» Instruction 1
Find every line in the records below that contains the string "canister" and copy each one.

» Excerpt
· · · · · · ·

Saturday, October 31, 2015

All together now!

Isn’t it just great to get the group together?  The old saying “There is strength in numbers” still holds true, with many possible ways to understand the notion of “strength.”
Last weekend, the whole gang got together for our annual Fall Festival.  It was great to see so many people out and having fun with one another, whether while watching their kids in the cake walk, or elbow-to-elbow in the frenzy of the bingo tent.  Over in the Knights of Columbus tent, Redskins fans were even grazing peacefully together with Giants fans– that’s a real the lion shall lie down with the lamb moment!
We had very good weather this time, thank God, despite the iffy start to the day.  I know we lost some participants when we rescheduled from three weeks ago because of that hurricane.  But it was good crowd, great fun, and a splendid moment to meet the parish community for any of our neighbors who came by for the event.
Please join me in thanking those responsible for making it happen, especially Laura Irwin and Kristien Carroll who oversaw the whole thing.  Along with Lauren Draley, a chairman emerita who apparently doesn’t believe in retirement, they really pulled together a beautiful festival – and they did it twice!  Almost everything had to be changed, redone, restaffed, or reordered when we rescheduled.  All the volunteers did a super job.  Thank you so much.

· · · · · · ·

» Data provided
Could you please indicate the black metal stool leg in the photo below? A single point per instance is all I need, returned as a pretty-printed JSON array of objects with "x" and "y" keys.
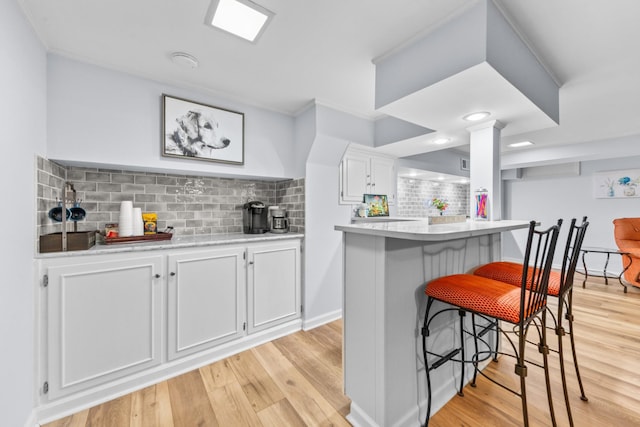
[
  {"x": 544, "y": 349},
  {"x": 569, "y": 317},
  {"x": 560, "y": 333},
  {"x": 427, "y": 370}
]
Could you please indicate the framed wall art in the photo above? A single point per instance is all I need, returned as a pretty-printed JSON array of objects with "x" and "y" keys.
[
  {"x": 617, "y": 184},
  {"x": 198, "y": 131}
]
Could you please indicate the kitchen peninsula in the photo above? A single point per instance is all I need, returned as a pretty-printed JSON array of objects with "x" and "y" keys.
[{"x": 386, "y": 265}]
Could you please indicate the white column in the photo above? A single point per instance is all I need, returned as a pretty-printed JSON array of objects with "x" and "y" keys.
[{"x": 485, "y": 166}]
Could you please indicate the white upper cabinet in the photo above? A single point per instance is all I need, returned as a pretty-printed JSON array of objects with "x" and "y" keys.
[{"x": 366, "y": 172}]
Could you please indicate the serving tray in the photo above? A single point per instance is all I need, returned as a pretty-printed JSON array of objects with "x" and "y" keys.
[{"x": 139, "y": 239}]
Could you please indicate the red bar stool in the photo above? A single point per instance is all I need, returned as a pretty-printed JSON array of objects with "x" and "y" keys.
[
  {"x": 522, "y": 307},
  {"x": 560, "y": 287}
]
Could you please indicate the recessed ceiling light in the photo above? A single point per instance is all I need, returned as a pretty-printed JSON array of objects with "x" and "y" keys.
[
  {"x": 474, "y": 117},
  {"x": 520, "y": 144},
  {"x": 242, "y": 18},
  {"x": 184, "y": 59}
]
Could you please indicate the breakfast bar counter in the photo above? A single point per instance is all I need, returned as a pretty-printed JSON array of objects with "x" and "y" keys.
[{"x": 386, "y": 266}]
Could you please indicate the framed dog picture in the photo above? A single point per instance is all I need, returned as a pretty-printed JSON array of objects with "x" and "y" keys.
[{"x": 203, "y": 132}]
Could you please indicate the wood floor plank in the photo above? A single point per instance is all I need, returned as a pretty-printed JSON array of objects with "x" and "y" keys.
[
  {"x": 232, "y": 406},
  {"x": 218, "y": 374},
  {"x": 256, "y": 383},
  {"x": 78, "y": 419},
  {"x": 280, "y": 414},
  {"x": 307, "y": 401},
  {"x": 164, "y": 413},
  {"x": 143, "y": 408},
  {"x": 310, "y": 359},
  {"x": 190, "y": 404},
  {"x": 114, "y": 413}
]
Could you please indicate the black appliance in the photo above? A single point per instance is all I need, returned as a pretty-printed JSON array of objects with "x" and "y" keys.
[{"x": 254, "y": 218}]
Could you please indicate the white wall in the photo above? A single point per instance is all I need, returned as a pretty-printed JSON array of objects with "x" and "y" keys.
[
  {"x": 548, "y": 198},
  {"x": 323, "y": 245},
  {"x": 114, "y": 119},
  {"x": 24, "y": 117}
]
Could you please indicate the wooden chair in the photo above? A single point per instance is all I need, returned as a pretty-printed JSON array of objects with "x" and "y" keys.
[
  {"x": 522, "y": 307},
  {"x": 560, "y": 287}
]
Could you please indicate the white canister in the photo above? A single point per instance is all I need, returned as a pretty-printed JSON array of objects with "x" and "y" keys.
[
  {"x": 125, "y": 222},
  {"x": 138, "y": 223}
]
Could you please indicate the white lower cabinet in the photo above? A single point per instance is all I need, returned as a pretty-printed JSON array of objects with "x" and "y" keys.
[
  {"x": 108, "y": 320},
  {"x": 206, "y": 295},
  {"x": 104, "y": 322},
  {"x": 273, "y": 284}
]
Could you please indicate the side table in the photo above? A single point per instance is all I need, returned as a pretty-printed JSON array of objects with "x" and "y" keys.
[{"x": 586, "y": 249}]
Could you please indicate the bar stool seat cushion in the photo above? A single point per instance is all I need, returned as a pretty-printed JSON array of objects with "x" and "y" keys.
[
  {"x": 511, "y": 273},
  {"x": 478, "y": 294}
]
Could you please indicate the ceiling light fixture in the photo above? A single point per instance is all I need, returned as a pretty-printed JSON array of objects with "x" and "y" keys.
[
  {"x": 520, "y": 144},
  {"x": 242, "y": 18},
  {"x": 477, "y": 116},
  {"x": 184, "y": 59}
]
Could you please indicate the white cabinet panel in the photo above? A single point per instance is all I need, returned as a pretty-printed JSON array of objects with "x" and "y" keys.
[
  {"x": 274, "y": 284},
  {"x": 104, "y": 322},
  {"x": 355, "y": 177},
  {"x": 365, "y": 172},
  {"x": 383, "y": 180},
  {"x": 206, "y": 299}
]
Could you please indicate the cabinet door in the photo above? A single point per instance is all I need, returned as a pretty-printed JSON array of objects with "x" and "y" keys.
[
  {"x": 383, "y": 179},
  {"x": 104, "y": 322},
  {"x": 274, "y": 284},
  {"x": 205, "y": 299},
  {"x": 355, "y": 173}
]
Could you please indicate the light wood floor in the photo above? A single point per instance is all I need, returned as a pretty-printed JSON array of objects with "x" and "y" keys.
[{"x": 297, "y": 381}]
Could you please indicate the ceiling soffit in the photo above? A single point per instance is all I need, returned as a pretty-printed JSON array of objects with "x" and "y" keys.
[{"x": 473, "y": 62}]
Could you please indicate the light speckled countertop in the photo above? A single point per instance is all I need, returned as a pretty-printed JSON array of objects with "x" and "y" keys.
[{"x": 176, "y": 243}]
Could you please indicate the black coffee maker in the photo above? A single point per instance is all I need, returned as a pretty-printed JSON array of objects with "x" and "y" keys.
[{"x": 254, "y": 218}]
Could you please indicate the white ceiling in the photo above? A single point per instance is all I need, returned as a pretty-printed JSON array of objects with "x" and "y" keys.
[{"x": 323, "y": 51}]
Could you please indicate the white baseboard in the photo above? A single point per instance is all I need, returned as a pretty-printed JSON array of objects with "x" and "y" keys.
[
  {"x": 31, "y": 421},
  {"x": 308, "y": 324}
]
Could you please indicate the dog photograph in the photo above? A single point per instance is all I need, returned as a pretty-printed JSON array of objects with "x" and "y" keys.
[{"x": 203, "y": 132}]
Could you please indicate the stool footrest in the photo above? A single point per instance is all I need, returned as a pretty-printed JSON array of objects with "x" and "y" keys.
[{"x": 444, "y": 359}]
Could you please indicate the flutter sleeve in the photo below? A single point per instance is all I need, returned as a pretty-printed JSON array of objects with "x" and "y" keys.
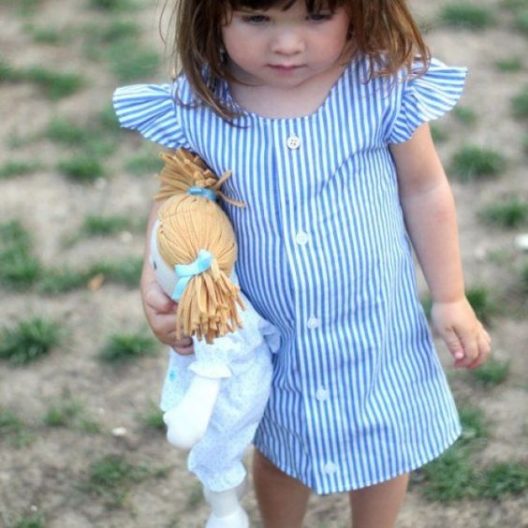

· · · · · · ·

» Instruction 2
Answer these questions about the Fall Festival post above:
(a) What caused the festival to be rescheduled from three weeks earlier?
(b) Who oversaw the festival?
(c) Fans of which two teams were together in the Knights of Columbus tent?

» Correct output 1
Could you please indicate the white canister in the photo above? A single point per instance is all I need, returned as a pretty-printed JSON array of objects with "x" and "y" keys.

» Correct output 2
(a) A hurricane.
(b) Laura Irwin and Kristien Carroll.
(c) The Redskins and the Giants.